MATERIAL FOR THIS EXERCISE:
+---+

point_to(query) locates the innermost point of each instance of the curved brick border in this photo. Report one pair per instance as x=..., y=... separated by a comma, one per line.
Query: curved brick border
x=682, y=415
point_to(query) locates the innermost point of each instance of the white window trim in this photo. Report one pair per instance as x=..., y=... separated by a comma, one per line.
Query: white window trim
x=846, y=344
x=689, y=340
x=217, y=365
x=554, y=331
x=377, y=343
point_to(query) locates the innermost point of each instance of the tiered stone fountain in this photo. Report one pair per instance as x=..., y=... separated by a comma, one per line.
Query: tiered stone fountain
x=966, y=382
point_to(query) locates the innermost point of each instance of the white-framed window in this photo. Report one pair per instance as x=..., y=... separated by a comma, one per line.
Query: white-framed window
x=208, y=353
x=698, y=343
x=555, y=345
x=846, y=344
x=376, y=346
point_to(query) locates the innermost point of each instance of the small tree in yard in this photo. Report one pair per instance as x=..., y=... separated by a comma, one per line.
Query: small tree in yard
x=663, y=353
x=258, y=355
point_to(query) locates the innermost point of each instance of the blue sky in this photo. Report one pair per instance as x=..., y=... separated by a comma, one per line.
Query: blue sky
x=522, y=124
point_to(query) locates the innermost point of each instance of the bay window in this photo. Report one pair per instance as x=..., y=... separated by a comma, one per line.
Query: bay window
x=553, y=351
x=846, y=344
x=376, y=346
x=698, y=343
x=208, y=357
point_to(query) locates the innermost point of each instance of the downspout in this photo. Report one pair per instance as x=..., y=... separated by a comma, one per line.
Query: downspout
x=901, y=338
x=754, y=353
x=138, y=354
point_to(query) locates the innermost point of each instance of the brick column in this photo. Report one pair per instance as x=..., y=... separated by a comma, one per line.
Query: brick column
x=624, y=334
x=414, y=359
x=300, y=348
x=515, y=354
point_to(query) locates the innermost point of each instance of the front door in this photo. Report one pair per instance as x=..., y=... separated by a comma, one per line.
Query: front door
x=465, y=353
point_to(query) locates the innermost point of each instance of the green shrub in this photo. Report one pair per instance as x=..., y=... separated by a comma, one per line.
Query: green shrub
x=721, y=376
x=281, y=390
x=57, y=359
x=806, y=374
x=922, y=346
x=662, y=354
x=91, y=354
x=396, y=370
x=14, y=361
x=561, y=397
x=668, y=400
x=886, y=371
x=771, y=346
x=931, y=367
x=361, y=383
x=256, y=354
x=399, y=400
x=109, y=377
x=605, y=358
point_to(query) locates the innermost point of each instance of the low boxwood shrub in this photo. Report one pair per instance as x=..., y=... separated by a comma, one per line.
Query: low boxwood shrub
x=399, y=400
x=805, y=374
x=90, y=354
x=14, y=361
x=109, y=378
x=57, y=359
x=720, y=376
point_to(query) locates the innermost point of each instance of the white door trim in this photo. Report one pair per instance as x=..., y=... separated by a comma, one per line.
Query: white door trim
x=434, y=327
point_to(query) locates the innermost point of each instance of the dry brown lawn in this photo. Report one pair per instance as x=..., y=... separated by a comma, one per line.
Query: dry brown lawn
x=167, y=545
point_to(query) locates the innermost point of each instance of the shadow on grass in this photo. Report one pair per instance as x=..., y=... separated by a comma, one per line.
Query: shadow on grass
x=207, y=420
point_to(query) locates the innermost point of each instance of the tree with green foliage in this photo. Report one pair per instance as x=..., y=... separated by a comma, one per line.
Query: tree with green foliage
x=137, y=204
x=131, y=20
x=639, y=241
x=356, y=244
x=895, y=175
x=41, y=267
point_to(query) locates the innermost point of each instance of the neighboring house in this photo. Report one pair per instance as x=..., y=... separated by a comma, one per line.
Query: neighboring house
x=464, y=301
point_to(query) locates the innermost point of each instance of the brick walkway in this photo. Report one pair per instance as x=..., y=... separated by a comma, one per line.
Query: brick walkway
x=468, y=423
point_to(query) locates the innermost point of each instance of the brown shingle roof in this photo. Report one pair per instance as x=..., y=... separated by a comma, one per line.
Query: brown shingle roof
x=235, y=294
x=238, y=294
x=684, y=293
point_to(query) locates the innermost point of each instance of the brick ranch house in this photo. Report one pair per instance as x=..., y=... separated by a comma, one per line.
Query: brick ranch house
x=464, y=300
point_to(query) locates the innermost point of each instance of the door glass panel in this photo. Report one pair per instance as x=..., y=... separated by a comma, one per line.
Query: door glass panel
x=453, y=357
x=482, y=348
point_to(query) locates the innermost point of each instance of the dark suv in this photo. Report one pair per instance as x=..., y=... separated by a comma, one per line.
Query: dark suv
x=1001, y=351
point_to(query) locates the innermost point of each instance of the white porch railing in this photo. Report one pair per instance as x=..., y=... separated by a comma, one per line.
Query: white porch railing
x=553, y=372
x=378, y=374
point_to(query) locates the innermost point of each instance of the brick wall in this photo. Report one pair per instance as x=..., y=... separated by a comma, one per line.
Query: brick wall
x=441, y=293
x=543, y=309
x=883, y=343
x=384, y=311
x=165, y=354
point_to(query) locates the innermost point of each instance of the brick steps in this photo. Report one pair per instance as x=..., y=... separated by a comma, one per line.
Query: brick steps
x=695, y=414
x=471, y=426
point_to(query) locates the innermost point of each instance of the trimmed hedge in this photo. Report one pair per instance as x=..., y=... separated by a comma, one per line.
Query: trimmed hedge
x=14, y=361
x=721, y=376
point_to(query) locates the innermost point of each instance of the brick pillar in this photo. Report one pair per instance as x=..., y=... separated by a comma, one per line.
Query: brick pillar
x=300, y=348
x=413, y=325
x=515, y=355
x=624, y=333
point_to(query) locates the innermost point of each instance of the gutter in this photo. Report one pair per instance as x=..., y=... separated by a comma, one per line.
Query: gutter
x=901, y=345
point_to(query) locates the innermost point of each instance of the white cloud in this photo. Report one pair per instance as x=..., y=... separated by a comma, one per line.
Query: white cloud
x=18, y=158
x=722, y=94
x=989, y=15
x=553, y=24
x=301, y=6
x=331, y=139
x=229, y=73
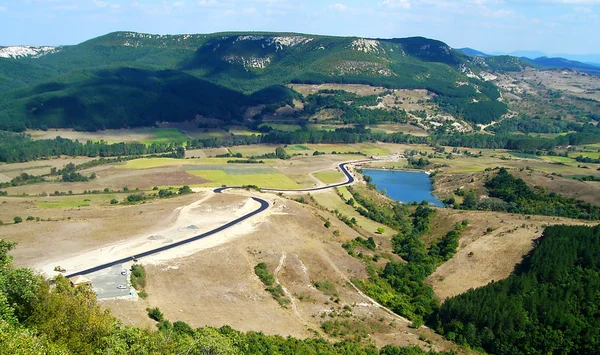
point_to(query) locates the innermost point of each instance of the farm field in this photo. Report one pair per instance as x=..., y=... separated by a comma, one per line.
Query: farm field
x=330, y=177
x=331, y=201
x=219, y=178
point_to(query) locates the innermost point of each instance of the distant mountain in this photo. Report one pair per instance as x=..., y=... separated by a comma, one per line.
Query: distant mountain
x=26, y=51
x=472, y=52
x=128, y=79
x=562, y=63
x=510, y=63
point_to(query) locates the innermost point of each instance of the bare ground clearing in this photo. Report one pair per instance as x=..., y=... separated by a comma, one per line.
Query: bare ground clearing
x=217, y=286
x=487, y=256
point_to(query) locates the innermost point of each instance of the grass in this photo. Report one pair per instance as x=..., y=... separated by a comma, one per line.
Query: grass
x=147, y=163
x=297, y=148
x=367, y=148
x=166, y=135
x=332, y=201
x=556, y=159
x=327, y=287
x=329, y=177
x=593, y=155
x=62, y=204
x=73, y=201
x=282, y=126
x=220, y=177
x=524, y=155
x=253, y=150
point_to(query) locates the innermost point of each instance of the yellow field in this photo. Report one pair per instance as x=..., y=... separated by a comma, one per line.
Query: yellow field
x=253, y=150
x=219, y=178
x=332, y=201
x=74, y=201
x=147, y=163
x=329, y=177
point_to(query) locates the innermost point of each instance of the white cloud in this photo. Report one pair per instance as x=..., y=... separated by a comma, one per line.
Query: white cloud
x=339, y=7
x=206, y=2
x=394, y=4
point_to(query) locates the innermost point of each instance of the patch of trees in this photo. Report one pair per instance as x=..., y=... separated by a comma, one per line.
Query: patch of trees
x=510, y=194
x=23, y=179
x=527, y=124
x=36, y=318
x=549, y=305
x=400, y=286
x=18, y=147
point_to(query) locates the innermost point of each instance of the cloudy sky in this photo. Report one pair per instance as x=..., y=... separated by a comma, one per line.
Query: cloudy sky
x=552, y=26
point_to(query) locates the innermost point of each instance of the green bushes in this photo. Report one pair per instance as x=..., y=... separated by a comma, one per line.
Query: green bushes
x=263, y=274
x=548, y=305
x=510, y=194
x=138, y=277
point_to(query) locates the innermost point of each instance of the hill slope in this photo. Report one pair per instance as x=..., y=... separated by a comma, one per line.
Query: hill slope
x=128, y=79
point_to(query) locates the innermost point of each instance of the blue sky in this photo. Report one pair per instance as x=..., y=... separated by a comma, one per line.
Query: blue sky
x=552, y=26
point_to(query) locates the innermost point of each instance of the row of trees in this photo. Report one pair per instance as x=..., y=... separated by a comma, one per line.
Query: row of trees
x=36, y=318
x=510, y=194
x=548, y=306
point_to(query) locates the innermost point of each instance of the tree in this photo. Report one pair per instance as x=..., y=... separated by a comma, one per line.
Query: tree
x=185, y=190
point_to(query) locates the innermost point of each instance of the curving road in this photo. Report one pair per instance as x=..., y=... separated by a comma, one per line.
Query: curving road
x=263, y=206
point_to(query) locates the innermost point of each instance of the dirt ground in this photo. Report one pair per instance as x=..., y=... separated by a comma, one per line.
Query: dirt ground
x=218, y=286
x=484, y=256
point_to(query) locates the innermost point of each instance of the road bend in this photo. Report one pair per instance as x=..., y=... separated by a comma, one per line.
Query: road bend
x=263, y=206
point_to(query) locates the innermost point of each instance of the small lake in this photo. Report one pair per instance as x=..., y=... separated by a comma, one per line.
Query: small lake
x=404, y=186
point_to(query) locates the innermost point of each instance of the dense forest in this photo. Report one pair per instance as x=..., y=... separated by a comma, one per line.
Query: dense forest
x=18, y=147
x=39, y=318
x=510, y=194
x=107, y=83
x=549, y=305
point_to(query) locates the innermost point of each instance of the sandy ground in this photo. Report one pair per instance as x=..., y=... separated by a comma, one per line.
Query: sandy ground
x=188, y=221
x=217, y=286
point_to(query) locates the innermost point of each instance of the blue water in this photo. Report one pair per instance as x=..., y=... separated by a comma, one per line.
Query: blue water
x=404, y=186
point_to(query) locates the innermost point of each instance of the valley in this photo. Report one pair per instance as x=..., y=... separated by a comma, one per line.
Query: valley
x=221, y=182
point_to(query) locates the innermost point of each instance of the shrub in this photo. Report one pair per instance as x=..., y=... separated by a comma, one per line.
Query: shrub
x=155, y=313
x=263, y=274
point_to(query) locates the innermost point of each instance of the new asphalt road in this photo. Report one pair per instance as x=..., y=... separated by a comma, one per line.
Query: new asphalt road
x=263, y=206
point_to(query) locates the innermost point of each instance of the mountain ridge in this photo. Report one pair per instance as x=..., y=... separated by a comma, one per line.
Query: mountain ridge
x=84, y=86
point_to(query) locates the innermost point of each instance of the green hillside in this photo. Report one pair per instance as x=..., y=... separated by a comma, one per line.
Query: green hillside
x=127, y=79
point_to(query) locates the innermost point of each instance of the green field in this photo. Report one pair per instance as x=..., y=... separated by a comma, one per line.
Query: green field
x=220, y=177
x=253, y=150
x=167, y=135
x=556, y=159
x=332, y=201
x=73, y=201
x=330, y=177
x=147, y=163
x=297, y=148
x=593, y=155
x=282, y=126
x=524, y=155
x=367, y=148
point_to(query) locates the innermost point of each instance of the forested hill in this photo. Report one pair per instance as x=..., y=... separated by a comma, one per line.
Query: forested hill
x=128, y=79
x=549, y=306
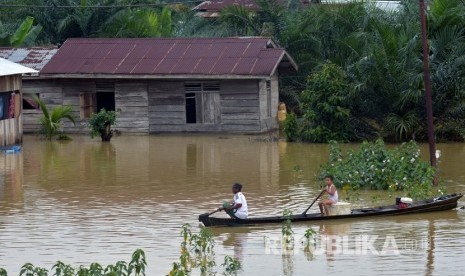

+---+

Scale the records from the line that contains "the white porch" through the line that contains "x=165, y=354", including both. Give those lines again, requests included, with every coordinate in the answers multiplied by 1.55 and rounded to the nearest whole number, halves rounded up.

COMPLETE OUTPUT:
point_to(query) locates the innermost point of each instance of the white porch railing in this photo. Report one pair per instance as x=..., y=... separated by a comma, one per line.
Query: white porch railing
x=857, y=577
x=586, y=580
point_to(query) locates the innermost point of each instance of the brick wall in this photo. Report one pair per instance as x=..., y=... separated by a comma, one per line.
Query: brick wall
x=684, y=454
x=842, y=479
x=1369, y=532
x=595, y=482
x=256, y=549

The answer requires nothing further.